Questions to answer:
1. From the blog post, reproduce the part that opens with the words containing "Considered by most" and closes with "Sam Taylor said...", copying it word for word.
2. Answer these questions using the blog post:
(a) Which book was Pamela told she is?
(b) How many comments does the blog post list?
(c) According to David Isaak, how many questions does the quiz ask?
3. List every name or label that appears before "said..." in the comments of the blog post.

Excerpt:

******

Pamela took the test, and was told:



You're Lolita by Vladimir Nabokov


Considered by most to be depraved and immoral, you are obsessed with sex. What really tantalizes you is that which deviates from societal standards in every way, though you admit that this probably isn't the best and you're not sure what causes this desire. Nonetheless, you've done some pretty nefarious things in your life, and probably gotten caught for them. The names have been changed, but the problems are real. Please stay away from children.


A woman like that is hard to find. Am I one lucky guy, or what?

13 comments:

Sam Taylor said...

*raises hand* I'm a slacker! I haven't even submitted one shortstory for publication, yet!

BTW, gods don't need money... 15% of nothing is still nothing. :)

David Isaak said...

Hey, c'mon, Sam--rejection's half the fun, right?

And even if you haven't submitted so much as a short story, though, you can still be a book! Just go to http://bluepyramid.org/ia/bquiz.htm

and answer six little questions...

(The gods don't need money? Huh. I been taken. I should have asked to be an agent for JK Rowling rather than higher powers.)

Anonymous said...

******

Dataset records:
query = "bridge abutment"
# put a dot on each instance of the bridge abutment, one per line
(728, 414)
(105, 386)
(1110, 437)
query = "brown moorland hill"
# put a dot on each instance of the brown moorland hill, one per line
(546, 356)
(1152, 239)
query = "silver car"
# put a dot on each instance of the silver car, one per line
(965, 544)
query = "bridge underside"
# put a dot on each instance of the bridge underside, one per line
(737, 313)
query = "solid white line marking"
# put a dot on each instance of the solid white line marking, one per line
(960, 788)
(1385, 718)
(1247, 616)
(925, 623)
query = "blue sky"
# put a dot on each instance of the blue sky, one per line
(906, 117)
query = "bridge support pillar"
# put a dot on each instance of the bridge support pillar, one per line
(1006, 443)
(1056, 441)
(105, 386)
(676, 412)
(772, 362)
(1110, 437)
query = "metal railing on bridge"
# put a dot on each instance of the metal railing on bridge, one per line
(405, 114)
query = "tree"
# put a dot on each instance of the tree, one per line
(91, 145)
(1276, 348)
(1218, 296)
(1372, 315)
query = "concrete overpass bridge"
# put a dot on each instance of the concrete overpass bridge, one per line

******

Outputs for the tasks:
1.
Considered by most to be depraved and immoral, you are obsessed with sex. What really tantalizes you is that which deviates from societal standards in every way, though you admit that this probably isn't the best and you're not sure what causes this desire. Nonetheless, you've done some pretty nefarious things in your life, and probably gotten caught for them. The names have been changed, but the problems are real. Please stay away from children.


A woman like that is hard to find. Am I one lucky guy, or what?

13 comments:

Sam Taylor said...

2.
(a) Lolita by Vladimir Nabokov
(b) 13
(c) Six

3.
Sam Taylor
David Isaak
Anonymous